⟨
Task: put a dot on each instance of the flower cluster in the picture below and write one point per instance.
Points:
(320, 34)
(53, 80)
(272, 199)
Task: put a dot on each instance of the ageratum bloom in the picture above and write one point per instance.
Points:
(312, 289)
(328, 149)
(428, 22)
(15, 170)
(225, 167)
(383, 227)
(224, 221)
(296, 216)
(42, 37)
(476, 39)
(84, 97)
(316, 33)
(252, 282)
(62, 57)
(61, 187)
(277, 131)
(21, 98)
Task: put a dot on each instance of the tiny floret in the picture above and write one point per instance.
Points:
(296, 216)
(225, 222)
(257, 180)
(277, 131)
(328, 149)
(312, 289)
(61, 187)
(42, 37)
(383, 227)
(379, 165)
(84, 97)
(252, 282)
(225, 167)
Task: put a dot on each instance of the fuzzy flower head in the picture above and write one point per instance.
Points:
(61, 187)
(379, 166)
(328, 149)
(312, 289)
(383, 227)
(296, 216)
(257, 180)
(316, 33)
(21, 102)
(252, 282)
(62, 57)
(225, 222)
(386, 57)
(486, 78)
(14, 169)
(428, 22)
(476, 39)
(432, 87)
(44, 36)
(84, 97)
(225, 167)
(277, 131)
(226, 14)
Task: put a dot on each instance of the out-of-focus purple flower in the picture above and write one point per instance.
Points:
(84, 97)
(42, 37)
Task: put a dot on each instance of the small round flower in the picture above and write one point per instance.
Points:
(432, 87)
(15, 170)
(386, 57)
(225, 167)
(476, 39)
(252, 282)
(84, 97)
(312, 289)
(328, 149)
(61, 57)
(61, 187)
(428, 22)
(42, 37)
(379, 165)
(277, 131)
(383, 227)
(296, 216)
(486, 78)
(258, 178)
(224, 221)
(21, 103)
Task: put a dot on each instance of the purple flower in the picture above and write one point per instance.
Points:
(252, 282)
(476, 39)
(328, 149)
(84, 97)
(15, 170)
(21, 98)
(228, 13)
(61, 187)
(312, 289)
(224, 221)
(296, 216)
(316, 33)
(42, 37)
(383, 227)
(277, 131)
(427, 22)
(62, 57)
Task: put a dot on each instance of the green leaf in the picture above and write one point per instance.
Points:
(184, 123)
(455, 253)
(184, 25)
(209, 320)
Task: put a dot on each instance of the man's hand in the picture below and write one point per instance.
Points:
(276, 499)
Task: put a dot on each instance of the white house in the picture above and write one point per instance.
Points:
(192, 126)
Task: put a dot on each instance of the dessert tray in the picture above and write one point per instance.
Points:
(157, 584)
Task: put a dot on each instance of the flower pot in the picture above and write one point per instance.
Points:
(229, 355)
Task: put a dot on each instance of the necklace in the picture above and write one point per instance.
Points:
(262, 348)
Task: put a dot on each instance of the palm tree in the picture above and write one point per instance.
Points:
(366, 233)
⟩
Word for word, quote all of the data above.

# Exercise solution
Task: put a dot on each instance of the flower cluster in the picture below and write one point per instance.
Points:
(320, 34)
(53, 80)
(272, 199)
Task: put a dot on each instance of the ageratum bloom in the picture above and write one point per instance.
Points:
(312, 289)
(328, 149)
(428, 22)
(15, 170)
(225, 167)
(383, 227)
(224, 221)
(296, 216)
(42, 37)
(476, 39)
(84, 97)
(316, 33)
(252, 282)
(62, 57)
(61, 187)
(277, 131)
(21, 98)
Task: put a dot on each instance of the tiny floret in the picture above and write one point per instance.
Points:
(296, 216)
(225, 222)
(257, 180)
(277, 131)
(328, 149)
(312, 289)
(61, 187)
(42, 37)
(383, 227)
(379, 165)
(84, 97)
(252, 282)
(225, 167)
Task: put a dot on each instance of the fuzzy flower head in the picture above and write one point per instance.
Points:
(61, 187)
(379, 166)
(328, 149)
(312, 289)
(383, 227)
(296, 216)
(257, 180)
(316, 33)
(21, 102)
(252, 282)
(62, 57)
(225, 222)
(386, 57)
(486, 78)
(14, 169)
(428, 22)
(476, 39)
(432, 87)
(44, 36)
(84, 97)
(225, 167)
(277, 131)
(226, 14)
Task: put a dot on each instance of the out-of-focus purple flower in the picture above and write one point per instance.
Points:
(84, 97)
(42, 37)
Task: put a dot on each instance of the small round flower in the picture above and write one point per instance.
Points:
(432, 87)
(15, 170)
(386, 57)
(225, 167)
(476, 39)
(252, 282)
(84, 97)
(312, 289)
(328, 149)
(61, 57)
(61, 187)
(428, 22)
(42, 37)
(379, 165)
(277, 131)
(383, 227)
(296, 216)
(486, 78)
(258, 178)
(224, 221)
(21, 103)
Task: put a dot on each instance of the purple flower in the picture above and write one point per instance.
Points:
(252, 282)
(476, 39)
(328, 149)
(84, 97)
(15, 170)
(21, 98)
(228, 13)
(61, 187)
(312, 289)
(224, 221)
(296, 216)
(316, 33)
(42, 37)
(383, 227)
(277, 131)
(427, 22)
(62, 57)
Task: put a dot on each instance of the green leaf in the picture above and write one point per instance.
Points:
(184, 123)
(455, 253)
(184, 25)
(209, 320)
Task: put a dot on each instance of the man's hand in the picture below and write one point per instance.
Points:
(276, 499)
Task: put a dot on each instance of the white house in the picture above and write one point per instance.
Points:
(192, 126)
Task: put a dot on each instance of the dessert tray in the picture above and write one point per instance.
Points:
(157, 584)
Task: put a dot on each instance of the flower pot in the picture above and write one point per instance.
Points:
(229, 355)
Task: put a dot on each instance of the necklace in the picture above and write one point per instance.
Points:
(262, 348)
Task: put a dot on each instance of the palm tree in the picture above and write one point per instance.
Points:
(366, 233)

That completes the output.